───── Data lines
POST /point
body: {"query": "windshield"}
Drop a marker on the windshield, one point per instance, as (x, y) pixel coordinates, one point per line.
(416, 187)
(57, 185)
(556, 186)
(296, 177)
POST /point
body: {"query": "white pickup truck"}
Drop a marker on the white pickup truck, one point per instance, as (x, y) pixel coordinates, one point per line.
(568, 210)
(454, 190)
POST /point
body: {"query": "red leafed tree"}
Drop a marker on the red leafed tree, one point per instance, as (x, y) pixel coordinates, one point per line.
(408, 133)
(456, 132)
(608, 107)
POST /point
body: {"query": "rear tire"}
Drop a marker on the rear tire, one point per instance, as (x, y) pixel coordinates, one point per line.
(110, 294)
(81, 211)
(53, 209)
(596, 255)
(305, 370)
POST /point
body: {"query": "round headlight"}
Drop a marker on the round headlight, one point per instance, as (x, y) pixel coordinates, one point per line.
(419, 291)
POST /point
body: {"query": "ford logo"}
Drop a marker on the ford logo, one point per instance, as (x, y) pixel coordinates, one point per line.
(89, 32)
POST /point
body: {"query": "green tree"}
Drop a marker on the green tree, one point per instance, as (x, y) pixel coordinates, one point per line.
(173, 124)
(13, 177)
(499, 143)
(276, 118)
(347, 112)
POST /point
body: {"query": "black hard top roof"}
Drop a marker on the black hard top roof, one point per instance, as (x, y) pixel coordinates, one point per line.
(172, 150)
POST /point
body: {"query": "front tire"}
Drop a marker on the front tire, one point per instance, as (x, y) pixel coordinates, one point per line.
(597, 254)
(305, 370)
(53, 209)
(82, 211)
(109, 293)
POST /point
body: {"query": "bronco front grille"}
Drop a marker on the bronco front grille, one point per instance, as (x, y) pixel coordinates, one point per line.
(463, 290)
──────────
→ **The exercise**:
Please quote the records above exactly, without skipping a line.

→ **Exercise answer**:
POST /point
body: {"query": "windshield"}
Drop a marker on the windshield, one point per instance, as (x, y) pixel coordinates, one point per line.
(416, 187)
(57, 185)
(556, 186)
(296, 177)
POST /point
body: {"query": "white pickup truck"}
Drop a marker on the white pickup truck, one point per instance, as (x, y) pixel coordinates, one point per line.
(568, 210)
(454, 190)
POST /point
body: {"query": "red leafed tree"}
Drop a marker on the red leafed tree, one point per instance, as (x, y) pixel coordinates, one point per line.
(408, 133)
(456, 132)
(608, 107)
POST /point
body: {"query": "rear tire"}
Drop a marker on the rear tire, one point per instance, as (x, y) pixel coordinates, one point per line.
(110, 294)
(81, 211)
(53, 209)
(596, 255)
(305, 370)
POST /point
body: {"query": "round headlight"}
Drop a marker on the round headlight, one point per instance, as (x, y) pixel coordinates, one point per line.
(419, 291)
POST /point
body: {"query": "ford logo"}
Drop a marker on the ford logo, one point per instance, as (x, y) pixel coordinates, one point per line.
(89, 32)
POST /point
body: {"query": "green tree"}
Drop a marker on the green tree, one point per instance, as (x, y) pixel coordinates, one point per line.
(173, 124)
(13, 177)
(499, 143)
(276, 118)
(347, 112)
POST /point
body: {"query": "black hard top roof"}
Drop a marker on the black hard top roof, one point per instance, as (x, y) pixel coordinates, one point per line.
(172, 150)
POST /point
body: {"query": "front tire"}
Drop a marker on the front tire, one point per instance, as (x, y) pixel coordinates, one point per line.
(597, 254)
(305, 370)
(53, 209)
(82, 211)
(109, 293)
POST /point
body: {"query": "bronco front grille"}
Drop a marker on the bronco front grille, one point per instance, as (x, y) pixel coordinates, one point per line.
(463, 290)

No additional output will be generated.